### [What this task involves]
Because the material must match the original, reproduce every line of it exactly.

### [Extracted records]
****

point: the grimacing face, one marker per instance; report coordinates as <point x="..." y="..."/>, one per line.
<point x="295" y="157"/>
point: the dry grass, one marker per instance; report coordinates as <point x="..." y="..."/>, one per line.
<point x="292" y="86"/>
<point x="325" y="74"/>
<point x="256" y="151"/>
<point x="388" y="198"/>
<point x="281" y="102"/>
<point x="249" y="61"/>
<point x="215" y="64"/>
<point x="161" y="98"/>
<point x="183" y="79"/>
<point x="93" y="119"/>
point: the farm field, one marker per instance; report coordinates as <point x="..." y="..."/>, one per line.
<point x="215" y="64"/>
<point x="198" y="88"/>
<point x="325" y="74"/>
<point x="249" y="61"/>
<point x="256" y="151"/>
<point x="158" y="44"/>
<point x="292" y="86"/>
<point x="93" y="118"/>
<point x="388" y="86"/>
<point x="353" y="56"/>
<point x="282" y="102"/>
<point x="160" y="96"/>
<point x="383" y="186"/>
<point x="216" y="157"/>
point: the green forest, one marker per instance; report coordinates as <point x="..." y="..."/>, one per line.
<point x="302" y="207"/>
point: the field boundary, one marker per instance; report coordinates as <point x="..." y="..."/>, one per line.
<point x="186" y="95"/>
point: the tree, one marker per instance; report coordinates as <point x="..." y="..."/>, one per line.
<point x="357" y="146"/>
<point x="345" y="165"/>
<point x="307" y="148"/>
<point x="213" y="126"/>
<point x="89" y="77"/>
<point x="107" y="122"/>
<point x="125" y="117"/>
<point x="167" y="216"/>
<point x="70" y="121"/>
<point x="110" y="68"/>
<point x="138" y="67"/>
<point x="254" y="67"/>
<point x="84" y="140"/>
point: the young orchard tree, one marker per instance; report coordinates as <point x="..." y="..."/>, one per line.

****

### [Task output]
point: the grimacing face, one marker per instance; report coordinates as <point x="..." y="..."/>, one per line.
<point x="295" y="157"/>
point: the dry grass, one marker per instance; report coordinates as <point x="..." y="..."/>, one per line.
<point x="292" y="86"/>
<point x="325" y="74"/>
<point x="256" y="151"/>
<point x="388" y="198"/>
<point x="281" y="102"/>
<point x="249" y="61"/>
<point x="215" y="64"/>
<point x="161" y="98"/>
<point x="183" y="79"/>
<point x="93" y="119"/>
point: the farm field, one marker per instance; report coordinates as <point x="..." y="..."/>, one per line.
<point x="215" y="64"/>
<point x="198" y="88"/>
<point x="325" y="74"/>
<point x="249" y="61"/>
<point x="256" y="151"/>
<point x="158" y="44"/>
<point x="292" y="86"/>
<point x="93" y="118"/>
<point x="388" y="86"/>
<point x="353" y="56"/>
<point x="282" y="102"/>
<point x="160" y="96"/>
<point x="383" y="186"/>
<point x="216" y="157"/>
point: the green forest, one marker per instance; report coordinates as <point x="..." y="..."/>, one per line.
<point x="302" y="207"/>
point: the field boundary, one marker per instance; report coordinates as <point x="..." y="..."/>, one per line.
<point x="186" y="95"/>
point: the tree, one marker per instance; report coordinates as <point x="..." y="..."/>, one per line.
<point x="357" y="146"/>
<point x="345" y="165"/>
<point x="307" y="148"/>
<point x="213" y="126"/>
<point x="89" y="77"/>
<point x="107" y="122"/>
<point x="125" y="117"/>
<point x="167" y="216"/>
<point x="70" y="121"/>
<point x="110" y="68"/>
<point x="138" y="67"/>
<point x="254" y="67"/>
<point x="84" y="140"/>
point: the young orchard tree, one marker per instance; report coordinates as <point x="..." y="..."/>, one per line.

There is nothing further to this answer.